# Supplied passage:
******************************

If you want to tweak this mechanism try tuning REDIRECT-MAX-TIMES
option (http://doc.scrapy.org/en/latest/topics/settings.html#redirect-max-times)
Thanks for your explanation.
The issue was that my crawler kept getting redirected indefinitely although it should have stopped after 20 redirects. However I may have overlooked that the DW shut down unexpectedly during that time. I will have to look further into that. You can close this issue if you want and I will open a new one when I know the exact cause.
Right now I have every worker running in his own window. What is a good practice to notice the latter behavior (e.g. DB worker shutting down) without having to switch between multiple windows all the time (spiders, SWs, DWs and broker all have their own window)?
First, please report any errors causing workers to crash, this would help to make Frontera more reliable. There are few options I see:
respawn
samza for running the crawler processes, and log the output to the log files. You will be able to track the problems with logs, and upstart will restart id process dies.Thanks a lot :) . I still seem to be having the same issue. One of my crawlers seems to get stuck in a redirect loop after crawling for a while. When I disable AJAX crawl and redirects all together, one of my spiders just seems to stop crawling after a while. I will debug a bit further and report back whenever I find out more about the cause. Of course any ideas/help from your side would be awesome :) .

******************************

# Objective A:
In the thread, copy the text from "Thanks for your" up to and including "the exact cause.", replacing "crawler" with "spider".
# Objective B:
Answer these questions from the thread:
(i) Which option is suggested for tuning the redirect mechanism?
(ii) After how many redirects should the crawler have stopped?
(iii) What happens to one of the spiders when AJAX crawl and redirects are both disabled?

******************************

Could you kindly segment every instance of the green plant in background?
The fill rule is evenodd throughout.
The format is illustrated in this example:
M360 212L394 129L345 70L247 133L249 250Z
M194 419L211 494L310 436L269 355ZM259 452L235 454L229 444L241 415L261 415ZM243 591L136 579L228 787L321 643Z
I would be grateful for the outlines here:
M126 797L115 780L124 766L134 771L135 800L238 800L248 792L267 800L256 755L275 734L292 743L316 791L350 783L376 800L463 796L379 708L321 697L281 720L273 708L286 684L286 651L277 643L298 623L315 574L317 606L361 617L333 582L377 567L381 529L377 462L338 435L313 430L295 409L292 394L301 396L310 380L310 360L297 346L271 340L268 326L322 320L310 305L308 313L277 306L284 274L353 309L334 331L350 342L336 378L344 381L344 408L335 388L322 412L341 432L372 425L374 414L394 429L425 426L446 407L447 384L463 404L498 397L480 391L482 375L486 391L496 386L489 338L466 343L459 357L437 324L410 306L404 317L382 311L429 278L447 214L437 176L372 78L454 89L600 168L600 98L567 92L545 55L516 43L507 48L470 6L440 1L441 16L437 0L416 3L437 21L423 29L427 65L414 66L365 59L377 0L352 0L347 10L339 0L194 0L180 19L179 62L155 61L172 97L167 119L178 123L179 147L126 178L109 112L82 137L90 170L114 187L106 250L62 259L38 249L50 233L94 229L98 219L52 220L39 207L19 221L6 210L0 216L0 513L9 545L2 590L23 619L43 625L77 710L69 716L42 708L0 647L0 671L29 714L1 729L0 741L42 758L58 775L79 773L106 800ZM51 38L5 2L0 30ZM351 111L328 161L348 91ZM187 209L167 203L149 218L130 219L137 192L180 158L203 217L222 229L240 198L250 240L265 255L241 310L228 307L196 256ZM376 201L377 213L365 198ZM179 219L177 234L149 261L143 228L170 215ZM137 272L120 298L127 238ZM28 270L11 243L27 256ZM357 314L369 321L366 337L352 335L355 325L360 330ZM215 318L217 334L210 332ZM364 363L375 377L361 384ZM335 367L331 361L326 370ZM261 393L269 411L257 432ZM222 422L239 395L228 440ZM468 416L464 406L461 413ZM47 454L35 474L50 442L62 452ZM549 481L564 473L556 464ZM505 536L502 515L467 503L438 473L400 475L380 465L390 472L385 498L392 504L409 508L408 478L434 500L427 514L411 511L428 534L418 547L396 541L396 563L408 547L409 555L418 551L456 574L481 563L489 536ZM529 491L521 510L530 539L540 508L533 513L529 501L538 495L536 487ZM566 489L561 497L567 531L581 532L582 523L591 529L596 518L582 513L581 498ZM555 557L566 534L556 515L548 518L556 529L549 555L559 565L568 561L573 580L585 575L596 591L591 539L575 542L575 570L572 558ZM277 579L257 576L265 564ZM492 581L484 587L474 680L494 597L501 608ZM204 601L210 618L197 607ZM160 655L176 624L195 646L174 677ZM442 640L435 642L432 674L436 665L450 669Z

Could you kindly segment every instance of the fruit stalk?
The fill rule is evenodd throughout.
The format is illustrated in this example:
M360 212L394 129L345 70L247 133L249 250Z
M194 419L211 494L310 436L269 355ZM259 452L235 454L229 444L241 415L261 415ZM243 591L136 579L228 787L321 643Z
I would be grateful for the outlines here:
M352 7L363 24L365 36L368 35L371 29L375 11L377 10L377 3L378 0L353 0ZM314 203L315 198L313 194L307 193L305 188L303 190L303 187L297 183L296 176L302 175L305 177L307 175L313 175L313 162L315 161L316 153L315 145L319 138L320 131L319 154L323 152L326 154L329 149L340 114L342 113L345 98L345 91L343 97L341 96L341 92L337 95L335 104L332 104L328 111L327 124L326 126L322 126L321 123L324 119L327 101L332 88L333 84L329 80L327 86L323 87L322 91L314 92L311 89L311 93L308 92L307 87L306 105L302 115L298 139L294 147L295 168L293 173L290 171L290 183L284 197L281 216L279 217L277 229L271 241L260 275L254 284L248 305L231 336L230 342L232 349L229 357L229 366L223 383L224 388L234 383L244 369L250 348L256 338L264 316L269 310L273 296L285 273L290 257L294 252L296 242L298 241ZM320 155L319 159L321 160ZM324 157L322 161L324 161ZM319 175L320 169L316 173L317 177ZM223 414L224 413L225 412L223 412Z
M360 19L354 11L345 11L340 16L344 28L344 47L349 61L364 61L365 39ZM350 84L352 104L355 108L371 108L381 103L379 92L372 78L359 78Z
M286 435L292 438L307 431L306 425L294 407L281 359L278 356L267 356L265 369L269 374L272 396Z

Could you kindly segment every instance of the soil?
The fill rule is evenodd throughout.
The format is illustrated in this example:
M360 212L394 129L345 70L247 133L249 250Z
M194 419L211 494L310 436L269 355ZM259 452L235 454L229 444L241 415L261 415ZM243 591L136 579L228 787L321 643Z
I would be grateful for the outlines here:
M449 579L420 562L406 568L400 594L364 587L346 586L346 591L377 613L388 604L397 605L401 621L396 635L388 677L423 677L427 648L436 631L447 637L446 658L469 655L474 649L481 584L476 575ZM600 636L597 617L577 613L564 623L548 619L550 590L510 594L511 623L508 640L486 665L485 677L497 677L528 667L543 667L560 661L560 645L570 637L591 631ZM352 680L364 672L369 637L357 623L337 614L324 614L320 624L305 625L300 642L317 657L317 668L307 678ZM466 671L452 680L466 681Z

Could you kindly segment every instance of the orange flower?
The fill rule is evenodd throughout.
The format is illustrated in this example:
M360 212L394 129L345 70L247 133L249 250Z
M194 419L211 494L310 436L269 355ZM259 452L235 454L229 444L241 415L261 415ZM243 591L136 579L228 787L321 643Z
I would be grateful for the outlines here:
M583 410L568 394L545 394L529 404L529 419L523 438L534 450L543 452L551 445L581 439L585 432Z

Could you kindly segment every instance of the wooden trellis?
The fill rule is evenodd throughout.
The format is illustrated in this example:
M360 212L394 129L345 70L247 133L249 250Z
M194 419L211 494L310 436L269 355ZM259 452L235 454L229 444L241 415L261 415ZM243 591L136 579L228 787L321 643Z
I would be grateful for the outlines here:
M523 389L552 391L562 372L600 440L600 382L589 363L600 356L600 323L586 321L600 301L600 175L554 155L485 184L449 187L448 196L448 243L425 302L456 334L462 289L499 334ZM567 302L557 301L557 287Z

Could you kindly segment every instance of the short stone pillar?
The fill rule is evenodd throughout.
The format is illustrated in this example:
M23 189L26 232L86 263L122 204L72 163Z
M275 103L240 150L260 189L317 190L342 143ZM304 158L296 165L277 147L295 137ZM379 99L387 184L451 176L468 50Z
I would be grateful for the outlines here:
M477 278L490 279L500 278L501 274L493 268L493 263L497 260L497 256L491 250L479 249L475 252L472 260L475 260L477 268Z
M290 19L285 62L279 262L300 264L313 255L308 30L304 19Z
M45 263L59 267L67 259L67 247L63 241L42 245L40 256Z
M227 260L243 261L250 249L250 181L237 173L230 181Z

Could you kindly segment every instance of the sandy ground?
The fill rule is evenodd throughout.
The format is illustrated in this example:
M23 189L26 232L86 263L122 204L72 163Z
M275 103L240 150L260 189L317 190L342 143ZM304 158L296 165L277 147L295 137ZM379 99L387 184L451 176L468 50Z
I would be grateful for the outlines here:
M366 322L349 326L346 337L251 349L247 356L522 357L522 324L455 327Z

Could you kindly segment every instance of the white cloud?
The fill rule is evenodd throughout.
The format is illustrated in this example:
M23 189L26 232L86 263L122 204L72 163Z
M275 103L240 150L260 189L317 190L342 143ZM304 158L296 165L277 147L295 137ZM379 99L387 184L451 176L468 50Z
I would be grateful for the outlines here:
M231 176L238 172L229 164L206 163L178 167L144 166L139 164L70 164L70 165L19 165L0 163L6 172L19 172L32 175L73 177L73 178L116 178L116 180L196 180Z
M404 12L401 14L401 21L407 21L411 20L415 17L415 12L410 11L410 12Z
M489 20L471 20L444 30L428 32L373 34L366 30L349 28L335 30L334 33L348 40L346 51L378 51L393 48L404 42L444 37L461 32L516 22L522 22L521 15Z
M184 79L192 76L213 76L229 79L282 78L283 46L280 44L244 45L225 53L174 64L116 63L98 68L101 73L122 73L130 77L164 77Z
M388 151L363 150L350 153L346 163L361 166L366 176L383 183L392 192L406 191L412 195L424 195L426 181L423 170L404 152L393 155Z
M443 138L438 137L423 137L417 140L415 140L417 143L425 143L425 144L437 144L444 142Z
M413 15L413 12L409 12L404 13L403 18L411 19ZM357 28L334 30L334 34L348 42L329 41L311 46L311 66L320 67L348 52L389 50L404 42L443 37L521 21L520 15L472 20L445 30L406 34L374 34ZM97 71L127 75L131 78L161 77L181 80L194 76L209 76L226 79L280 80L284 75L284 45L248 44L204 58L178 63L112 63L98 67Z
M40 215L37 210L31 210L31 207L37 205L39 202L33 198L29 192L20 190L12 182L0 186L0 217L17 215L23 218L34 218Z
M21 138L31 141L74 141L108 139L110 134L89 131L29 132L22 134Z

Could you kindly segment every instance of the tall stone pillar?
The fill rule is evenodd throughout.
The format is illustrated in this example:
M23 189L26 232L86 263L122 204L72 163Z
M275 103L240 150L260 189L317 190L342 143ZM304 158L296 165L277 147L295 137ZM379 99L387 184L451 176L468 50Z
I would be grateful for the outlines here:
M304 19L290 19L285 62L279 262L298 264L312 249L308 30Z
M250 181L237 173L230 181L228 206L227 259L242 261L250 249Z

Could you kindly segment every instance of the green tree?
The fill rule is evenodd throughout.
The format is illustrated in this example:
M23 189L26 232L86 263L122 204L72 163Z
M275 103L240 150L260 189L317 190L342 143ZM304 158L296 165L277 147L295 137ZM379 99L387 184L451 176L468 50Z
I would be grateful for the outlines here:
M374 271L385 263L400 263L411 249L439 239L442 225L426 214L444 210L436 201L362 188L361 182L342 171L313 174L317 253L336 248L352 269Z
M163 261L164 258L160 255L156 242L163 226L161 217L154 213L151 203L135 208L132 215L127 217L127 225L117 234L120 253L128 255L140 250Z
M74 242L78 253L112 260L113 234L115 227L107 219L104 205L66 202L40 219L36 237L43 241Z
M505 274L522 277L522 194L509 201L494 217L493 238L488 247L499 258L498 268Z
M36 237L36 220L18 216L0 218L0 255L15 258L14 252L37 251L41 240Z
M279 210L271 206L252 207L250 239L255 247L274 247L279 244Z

******************************

# Answer A:
Thanks for your explanation.
The issue was that my spider kept getting redirected indefinitely although it should have stopped after 20 redirects. However I may have overlooked that the DW shut down unexpectedly during that time. I will have to look further into that. You can close this issue if you want and I will open a new one when I know the exact cause.

# Answer B:
(i) The REDIRECT-MAX-TIMES option.
(ii) After 20 redirects.
(iii) It stops crawling after a while.